──────── DATA PROVIDED ────────

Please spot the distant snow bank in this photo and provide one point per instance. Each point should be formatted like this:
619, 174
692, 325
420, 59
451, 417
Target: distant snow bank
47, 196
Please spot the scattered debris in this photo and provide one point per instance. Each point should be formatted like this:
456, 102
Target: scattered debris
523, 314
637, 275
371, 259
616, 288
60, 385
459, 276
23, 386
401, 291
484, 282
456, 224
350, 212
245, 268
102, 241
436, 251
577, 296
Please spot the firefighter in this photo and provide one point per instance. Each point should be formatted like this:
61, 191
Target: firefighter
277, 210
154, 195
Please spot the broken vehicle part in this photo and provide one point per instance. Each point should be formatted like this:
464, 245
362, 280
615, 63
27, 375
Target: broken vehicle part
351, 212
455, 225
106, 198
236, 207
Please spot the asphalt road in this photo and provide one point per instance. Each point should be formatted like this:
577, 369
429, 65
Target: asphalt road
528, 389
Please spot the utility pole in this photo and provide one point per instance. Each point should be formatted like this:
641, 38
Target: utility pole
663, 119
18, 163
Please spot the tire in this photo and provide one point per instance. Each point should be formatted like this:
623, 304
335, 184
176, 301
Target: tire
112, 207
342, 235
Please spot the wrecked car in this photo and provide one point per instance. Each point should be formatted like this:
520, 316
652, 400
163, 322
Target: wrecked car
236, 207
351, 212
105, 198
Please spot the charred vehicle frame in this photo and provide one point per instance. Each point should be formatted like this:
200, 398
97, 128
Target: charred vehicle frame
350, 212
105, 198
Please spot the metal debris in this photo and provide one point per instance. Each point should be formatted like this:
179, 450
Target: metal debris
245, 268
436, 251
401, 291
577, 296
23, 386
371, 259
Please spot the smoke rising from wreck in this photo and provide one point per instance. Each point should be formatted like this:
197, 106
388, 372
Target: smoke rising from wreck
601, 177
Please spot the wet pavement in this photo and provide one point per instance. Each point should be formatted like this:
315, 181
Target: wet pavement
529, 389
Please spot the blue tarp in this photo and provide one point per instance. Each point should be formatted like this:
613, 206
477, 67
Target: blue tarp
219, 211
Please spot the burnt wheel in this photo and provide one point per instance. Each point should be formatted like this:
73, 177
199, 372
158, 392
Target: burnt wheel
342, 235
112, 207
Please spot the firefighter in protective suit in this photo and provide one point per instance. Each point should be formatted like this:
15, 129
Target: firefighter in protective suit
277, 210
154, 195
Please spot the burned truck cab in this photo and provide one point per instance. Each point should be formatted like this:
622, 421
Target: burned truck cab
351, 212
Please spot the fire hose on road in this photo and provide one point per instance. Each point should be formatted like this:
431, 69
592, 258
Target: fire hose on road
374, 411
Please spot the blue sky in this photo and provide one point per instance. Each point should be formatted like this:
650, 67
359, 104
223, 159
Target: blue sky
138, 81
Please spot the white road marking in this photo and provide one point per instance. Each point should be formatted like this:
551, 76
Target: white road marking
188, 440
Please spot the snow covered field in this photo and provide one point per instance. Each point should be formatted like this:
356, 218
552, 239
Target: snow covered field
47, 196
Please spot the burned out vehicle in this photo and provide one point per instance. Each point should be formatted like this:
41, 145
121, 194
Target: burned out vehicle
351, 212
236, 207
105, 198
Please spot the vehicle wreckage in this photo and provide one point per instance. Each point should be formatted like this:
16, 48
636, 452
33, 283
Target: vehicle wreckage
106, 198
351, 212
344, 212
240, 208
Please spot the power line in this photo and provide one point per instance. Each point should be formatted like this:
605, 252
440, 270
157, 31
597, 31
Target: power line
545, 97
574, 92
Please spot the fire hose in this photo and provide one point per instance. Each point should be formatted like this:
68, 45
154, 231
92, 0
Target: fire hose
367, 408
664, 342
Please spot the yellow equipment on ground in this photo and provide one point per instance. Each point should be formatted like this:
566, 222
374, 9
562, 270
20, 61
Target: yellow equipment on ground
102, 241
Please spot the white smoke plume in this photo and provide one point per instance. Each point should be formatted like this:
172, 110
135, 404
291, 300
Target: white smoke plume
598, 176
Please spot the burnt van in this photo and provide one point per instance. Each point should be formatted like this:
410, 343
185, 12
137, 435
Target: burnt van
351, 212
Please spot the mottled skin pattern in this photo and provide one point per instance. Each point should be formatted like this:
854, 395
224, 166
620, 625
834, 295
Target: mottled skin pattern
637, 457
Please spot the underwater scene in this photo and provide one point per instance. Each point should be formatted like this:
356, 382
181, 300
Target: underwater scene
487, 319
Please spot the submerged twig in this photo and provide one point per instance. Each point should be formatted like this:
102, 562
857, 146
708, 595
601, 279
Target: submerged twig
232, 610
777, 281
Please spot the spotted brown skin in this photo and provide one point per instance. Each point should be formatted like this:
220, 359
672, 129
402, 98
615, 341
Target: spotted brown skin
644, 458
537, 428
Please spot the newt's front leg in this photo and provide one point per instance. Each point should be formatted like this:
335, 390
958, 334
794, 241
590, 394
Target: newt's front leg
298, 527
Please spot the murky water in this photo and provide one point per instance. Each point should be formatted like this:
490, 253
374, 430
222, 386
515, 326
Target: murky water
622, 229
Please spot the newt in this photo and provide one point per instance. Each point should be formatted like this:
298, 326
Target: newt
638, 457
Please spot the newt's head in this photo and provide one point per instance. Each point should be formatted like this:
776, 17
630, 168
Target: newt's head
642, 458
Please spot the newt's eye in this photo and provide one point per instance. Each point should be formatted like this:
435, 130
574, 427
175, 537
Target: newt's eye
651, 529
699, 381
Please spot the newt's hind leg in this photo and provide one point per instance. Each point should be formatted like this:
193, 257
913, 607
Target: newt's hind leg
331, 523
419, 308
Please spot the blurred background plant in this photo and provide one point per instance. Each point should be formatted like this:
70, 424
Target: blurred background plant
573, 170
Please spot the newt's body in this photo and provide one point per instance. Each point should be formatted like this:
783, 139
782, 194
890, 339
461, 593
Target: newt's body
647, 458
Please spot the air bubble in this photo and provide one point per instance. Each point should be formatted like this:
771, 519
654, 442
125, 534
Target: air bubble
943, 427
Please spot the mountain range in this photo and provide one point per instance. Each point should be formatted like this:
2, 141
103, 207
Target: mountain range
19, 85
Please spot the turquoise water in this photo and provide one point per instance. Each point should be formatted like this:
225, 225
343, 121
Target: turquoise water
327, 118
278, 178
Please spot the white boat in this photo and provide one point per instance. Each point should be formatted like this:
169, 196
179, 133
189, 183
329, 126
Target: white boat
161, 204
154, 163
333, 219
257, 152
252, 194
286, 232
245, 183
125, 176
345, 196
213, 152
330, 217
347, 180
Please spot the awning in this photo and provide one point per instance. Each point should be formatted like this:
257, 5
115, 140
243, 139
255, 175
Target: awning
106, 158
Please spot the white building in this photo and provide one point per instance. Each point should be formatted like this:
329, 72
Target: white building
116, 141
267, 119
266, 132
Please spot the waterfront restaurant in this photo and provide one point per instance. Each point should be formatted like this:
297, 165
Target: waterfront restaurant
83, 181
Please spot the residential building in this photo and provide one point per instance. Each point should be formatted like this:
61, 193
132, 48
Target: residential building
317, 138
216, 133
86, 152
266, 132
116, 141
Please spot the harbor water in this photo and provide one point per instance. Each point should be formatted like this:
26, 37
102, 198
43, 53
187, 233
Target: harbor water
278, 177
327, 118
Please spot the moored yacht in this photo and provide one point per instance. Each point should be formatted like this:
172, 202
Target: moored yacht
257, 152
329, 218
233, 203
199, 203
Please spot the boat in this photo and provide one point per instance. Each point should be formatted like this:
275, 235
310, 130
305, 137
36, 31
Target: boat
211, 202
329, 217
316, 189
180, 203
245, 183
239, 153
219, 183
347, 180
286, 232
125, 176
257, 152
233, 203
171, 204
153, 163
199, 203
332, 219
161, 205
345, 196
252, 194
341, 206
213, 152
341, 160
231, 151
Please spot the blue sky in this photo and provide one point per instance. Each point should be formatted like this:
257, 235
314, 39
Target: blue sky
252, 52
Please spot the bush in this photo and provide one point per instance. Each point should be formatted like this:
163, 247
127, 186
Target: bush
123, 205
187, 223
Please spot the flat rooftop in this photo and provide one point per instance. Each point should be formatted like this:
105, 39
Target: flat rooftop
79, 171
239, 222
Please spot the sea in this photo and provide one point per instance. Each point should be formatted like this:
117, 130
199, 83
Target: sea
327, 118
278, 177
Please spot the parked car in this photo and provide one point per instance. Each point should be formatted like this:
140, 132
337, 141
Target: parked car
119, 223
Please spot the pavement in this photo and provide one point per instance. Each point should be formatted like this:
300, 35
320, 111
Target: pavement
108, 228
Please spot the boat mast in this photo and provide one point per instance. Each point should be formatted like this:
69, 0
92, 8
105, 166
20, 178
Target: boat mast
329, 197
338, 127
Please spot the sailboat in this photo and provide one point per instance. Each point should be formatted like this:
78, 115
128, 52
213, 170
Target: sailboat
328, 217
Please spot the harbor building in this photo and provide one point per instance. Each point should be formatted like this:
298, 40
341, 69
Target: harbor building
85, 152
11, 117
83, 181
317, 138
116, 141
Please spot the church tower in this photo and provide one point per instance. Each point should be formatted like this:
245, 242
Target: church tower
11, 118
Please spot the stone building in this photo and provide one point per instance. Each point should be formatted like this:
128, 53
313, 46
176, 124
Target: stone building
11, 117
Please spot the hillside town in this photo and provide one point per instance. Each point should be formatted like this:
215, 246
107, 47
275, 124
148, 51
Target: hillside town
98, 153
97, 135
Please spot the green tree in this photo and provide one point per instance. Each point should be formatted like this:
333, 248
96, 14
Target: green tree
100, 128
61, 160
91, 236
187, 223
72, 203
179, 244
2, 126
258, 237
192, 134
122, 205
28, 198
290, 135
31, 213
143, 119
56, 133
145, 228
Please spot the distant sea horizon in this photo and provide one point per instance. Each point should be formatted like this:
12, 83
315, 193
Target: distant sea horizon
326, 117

────────

▶ _PROBLEM TO SOLVE_
Repeat the line that contains "Please spot the church", then every line after it until the records end, with nothing added.

▶ _IN RESPONSE_
Please spot the church tower in this photo and provide one point per instance. Each point should be formatted like this:
245, 242
Target: church tower
11, 118
Please spot the stone building in this photo and provide one point per instance. Each point should be formatted like this:
128, 53
313, 46
176, 124
Target: stone building
11, 117
Please spot the hillside town in this photo and provide one point per instance. Each point should be formatted like this:
215, 246
107, 47
275, 124
148, 51
Target: hillside town
98, 153
97, 135
Please spot the green tree in this photo and provide one point per instance. Each point should be formatted like this:
333, 248
96, 14
Target: green tree
100, 128
61, 160
91, 236
187, 223
72, 203
179, 244
2, 126
258, 237
192, 134
122, 205
28, 198
290, 135
31, 213
143, 119
56, 133
145, 228
Please spot the distant sea horizon in this photo and provide one point per instance. Each point should be formatted like this:
12, 83
315, 193
Target: distant sea horizon
326, 117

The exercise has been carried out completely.